• _What you have to do_
Look below for the line with "Find the anal". Extract that line and each one after it through the last, word for word.

[Boundary labeling items]
----
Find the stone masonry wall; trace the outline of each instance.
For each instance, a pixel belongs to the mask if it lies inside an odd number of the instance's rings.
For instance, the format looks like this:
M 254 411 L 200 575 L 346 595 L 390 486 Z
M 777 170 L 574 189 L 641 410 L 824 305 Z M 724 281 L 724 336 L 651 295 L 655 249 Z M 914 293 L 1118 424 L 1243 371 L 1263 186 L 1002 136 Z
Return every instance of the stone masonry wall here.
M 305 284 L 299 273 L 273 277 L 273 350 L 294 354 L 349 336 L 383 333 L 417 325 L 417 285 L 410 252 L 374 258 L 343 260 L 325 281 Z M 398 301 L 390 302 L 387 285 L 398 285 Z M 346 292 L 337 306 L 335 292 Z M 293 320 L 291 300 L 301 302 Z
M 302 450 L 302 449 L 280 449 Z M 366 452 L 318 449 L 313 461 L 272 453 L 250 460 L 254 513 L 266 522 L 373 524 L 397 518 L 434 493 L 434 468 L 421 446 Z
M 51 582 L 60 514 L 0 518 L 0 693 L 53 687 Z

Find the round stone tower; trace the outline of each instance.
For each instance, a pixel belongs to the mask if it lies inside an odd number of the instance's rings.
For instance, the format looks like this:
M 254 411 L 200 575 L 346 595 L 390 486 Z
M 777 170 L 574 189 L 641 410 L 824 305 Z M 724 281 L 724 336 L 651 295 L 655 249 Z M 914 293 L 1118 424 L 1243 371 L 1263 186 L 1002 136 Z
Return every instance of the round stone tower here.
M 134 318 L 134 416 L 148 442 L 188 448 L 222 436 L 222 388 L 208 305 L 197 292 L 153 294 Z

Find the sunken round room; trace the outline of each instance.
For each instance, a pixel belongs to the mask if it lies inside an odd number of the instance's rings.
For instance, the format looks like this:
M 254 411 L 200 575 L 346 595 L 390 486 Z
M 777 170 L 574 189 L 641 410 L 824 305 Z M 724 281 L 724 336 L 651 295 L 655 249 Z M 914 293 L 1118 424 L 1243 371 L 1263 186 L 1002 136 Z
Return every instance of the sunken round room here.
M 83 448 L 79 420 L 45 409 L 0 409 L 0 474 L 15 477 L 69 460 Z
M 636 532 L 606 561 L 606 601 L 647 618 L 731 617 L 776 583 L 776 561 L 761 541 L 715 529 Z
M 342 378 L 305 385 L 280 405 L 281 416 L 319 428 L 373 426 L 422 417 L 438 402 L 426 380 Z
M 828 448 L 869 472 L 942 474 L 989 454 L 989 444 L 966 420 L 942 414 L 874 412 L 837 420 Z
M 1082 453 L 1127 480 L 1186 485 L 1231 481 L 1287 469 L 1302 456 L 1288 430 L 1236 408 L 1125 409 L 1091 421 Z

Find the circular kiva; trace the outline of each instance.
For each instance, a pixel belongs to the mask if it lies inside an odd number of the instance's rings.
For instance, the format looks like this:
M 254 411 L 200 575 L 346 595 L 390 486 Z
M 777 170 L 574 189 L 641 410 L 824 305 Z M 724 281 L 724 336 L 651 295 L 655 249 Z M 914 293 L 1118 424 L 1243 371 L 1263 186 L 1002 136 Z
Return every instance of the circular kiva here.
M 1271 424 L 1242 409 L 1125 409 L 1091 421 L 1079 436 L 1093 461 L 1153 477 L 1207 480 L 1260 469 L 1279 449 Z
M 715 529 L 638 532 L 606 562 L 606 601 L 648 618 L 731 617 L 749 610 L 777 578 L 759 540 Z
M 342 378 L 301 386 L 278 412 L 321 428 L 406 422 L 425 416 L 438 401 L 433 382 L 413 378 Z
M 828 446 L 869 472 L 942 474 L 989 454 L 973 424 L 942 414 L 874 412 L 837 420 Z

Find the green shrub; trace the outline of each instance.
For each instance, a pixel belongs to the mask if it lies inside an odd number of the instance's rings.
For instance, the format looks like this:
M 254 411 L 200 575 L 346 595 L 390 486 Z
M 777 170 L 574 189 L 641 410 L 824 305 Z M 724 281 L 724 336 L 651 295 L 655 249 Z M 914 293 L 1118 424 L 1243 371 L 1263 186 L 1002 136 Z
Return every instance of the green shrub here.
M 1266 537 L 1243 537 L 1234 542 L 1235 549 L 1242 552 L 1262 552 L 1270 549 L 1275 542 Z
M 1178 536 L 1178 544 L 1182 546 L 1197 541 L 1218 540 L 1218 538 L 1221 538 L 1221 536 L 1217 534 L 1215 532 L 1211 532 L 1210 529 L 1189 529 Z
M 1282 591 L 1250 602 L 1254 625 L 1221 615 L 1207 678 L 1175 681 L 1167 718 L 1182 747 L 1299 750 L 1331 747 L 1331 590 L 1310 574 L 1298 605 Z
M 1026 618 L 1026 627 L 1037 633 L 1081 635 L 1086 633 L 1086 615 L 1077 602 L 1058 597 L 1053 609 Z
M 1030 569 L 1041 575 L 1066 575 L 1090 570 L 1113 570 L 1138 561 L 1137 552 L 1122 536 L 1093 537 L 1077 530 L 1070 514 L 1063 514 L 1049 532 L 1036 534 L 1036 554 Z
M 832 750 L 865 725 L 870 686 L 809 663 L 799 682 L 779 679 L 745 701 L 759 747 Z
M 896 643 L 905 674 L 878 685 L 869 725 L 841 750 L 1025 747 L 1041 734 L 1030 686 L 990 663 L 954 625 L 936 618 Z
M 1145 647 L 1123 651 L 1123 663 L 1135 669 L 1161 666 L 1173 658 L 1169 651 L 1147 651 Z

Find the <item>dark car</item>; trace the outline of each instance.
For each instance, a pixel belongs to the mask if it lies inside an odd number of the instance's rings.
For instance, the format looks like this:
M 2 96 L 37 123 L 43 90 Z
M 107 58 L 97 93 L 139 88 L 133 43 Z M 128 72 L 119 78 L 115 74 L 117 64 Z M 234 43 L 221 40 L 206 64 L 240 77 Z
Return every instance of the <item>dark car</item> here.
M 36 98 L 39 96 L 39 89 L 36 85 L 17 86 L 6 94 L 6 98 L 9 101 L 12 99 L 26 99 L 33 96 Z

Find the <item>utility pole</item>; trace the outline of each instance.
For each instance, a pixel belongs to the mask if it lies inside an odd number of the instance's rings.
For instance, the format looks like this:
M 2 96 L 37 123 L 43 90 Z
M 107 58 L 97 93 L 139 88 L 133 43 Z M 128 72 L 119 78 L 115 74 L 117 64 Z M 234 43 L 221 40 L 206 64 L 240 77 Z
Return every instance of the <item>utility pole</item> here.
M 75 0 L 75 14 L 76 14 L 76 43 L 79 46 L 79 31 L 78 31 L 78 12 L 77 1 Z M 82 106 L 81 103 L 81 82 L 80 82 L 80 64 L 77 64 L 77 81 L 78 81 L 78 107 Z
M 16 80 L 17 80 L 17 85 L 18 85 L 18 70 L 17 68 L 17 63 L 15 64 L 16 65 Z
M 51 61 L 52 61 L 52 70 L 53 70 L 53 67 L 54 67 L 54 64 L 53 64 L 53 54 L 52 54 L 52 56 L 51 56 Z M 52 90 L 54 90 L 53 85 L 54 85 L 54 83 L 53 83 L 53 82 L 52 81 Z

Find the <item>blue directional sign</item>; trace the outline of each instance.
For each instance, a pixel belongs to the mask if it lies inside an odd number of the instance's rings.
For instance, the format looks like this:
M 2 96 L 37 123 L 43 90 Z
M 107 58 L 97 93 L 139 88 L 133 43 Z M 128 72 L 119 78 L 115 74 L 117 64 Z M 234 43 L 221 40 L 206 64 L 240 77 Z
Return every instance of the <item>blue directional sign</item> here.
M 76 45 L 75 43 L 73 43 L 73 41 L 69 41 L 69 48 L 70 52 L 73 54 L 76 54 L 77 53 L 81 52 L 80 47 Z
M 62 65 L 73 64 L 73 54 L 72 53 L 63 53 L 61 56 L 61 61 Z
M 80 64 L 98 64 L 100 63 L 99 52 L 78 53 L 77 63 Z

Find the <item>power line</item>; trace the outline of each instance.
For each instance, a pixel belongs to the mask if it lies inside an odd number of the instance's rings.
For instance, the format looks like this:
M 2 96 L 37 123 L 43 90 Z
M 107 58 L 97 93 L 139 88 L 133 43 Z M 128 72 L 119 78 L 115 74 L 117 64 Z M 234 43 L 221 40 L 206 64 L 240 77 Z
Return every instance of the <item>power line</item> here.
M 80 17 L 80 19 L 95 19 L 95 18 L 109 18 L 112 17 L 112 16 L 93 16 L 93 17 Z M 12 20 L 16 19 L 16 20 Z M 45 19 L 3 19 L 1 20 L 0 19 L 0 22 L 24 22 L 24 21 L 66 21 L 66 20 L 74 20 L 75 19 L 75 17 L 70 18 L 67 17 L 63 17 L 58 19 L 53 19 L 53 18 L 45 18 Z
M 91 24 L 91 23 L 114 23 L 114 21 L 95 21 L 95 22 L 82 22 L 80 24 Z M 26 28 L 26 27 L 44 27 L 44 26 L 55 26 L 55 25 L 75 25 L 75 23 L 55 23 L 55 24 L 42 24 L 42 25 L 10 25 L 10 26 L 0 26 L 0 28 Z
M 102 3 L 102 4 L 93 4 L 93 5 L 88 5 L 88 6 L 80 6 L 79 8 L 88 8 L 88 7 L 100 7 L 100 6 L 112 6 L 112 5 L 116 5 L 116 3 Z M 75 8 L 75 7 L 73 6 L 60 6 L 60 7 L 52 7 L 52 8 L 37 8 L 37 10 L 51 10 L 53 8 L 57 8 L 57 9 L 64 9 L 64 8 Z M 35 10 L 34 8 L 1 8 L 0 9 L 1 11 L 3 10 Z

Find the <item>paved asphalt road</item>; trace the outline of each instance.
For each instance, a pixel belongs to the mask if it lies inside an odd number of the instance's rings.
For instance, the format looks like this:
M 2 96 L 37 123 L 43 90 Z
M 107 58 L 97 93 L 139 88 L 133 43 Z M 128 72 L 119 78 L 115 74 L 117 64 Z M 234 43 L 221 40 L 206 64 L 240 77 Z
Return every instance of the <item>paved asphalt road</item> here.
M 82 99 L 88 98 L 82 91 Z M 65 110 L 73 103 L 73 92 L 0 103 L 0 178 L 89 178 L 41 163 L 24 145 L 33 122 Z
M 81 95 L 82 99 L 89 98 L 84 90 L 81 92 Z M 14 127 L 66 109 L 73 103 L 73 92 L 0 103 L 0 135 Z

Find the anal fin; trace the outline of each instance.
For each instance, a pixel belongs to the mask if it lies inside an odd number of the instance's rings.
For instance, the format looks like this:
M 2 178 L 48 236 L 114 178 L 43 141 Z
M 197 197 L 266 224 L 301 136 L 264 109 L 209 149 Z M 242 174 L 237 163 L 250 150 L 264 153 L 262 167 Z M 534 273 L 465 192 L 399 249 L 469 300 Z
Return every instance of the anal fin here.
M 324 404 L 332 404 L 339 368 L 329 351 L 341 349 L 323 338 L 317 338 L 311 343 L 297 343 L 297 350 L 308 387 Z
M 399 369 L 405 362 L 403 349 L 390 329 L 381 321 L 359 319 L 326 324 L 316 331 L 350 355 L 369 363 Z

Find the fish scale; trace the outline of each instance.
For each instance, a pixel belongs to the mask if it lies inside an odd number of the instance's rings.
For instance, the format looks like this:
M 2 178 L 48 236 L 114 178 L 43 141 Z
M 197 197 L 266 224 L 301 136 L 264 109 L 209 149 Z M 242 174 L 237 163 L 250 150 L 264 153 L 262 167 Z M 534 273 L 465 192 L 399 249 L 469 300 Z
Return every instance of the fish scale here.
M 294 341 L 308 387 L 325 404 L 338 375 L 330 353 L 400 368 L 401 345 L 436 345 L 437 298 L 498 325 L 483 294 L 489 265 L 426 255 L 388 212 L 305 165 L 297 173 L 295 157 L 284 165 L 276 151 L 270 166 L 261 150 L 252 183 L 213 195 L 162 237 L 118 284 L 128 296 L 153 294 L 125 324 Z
----
• _Reply_
Find the anal fin; trace the outline of each instance.
For each instance, a pixel belongs to the mask if it lies inside an odd number of the instance's rings.
For instance, the format looks like this:
M 2 178 L 48 236 L 114 178 L 43 141 Z
M 197 197 L 266 224 L 301 136 L 264 109 L 209 149 Z M 242 174 L 237 163 L 250 150 L 264 153 L 262 167 Z M 534 273 L 465 192 L 399 249 L 469 300 Z
Return every instance of the anal fin here.
M 324 404 L 332 404 L 339 368 L 329 351 L 341 349 L 323 338 L 317 338 L 311 343 L 297 343 L 297 350 L 308 387 Z
M 399 369 L 405 362 L 403 349 L 390 329 L 381 321 L 359 319 L 326 324 L 316 331 L 350 355 L 369 363 Z

Find the fish scale; trace the outline of each instance.
For each instance, a pixel belongs to the mask if it lies inside an odd number of the instance's rings.
For instance, the format looks like this:
M 2 178 L 48 236 L 114 178 L 43 141 Z
M 197 197 L 266 224 L 301 136 L 264 109 L 209 149 Z M 242 174 L 237 163 L 250 150 L 264 153 L 262 167 Z M 534 273 L 465 192 L 399 249 L 469 300 Z
Return every instance of the fish scale here.
M 294 341 L 308 387 L 325 404 L 338 375 L 330 353 L 400 368 L 401 345 L 436 345 L 437 298 L 498 325 L 483 294 L 489 265 L 426 255 L 388 212 L 305 165 L 297 173 L 295 157 L 284 165 L 276 151 L 270 166 L 261 150 L 252 183 L 213 195 L 162 237 L 118 284 L 128 296 L 153 294 L 125 324 Z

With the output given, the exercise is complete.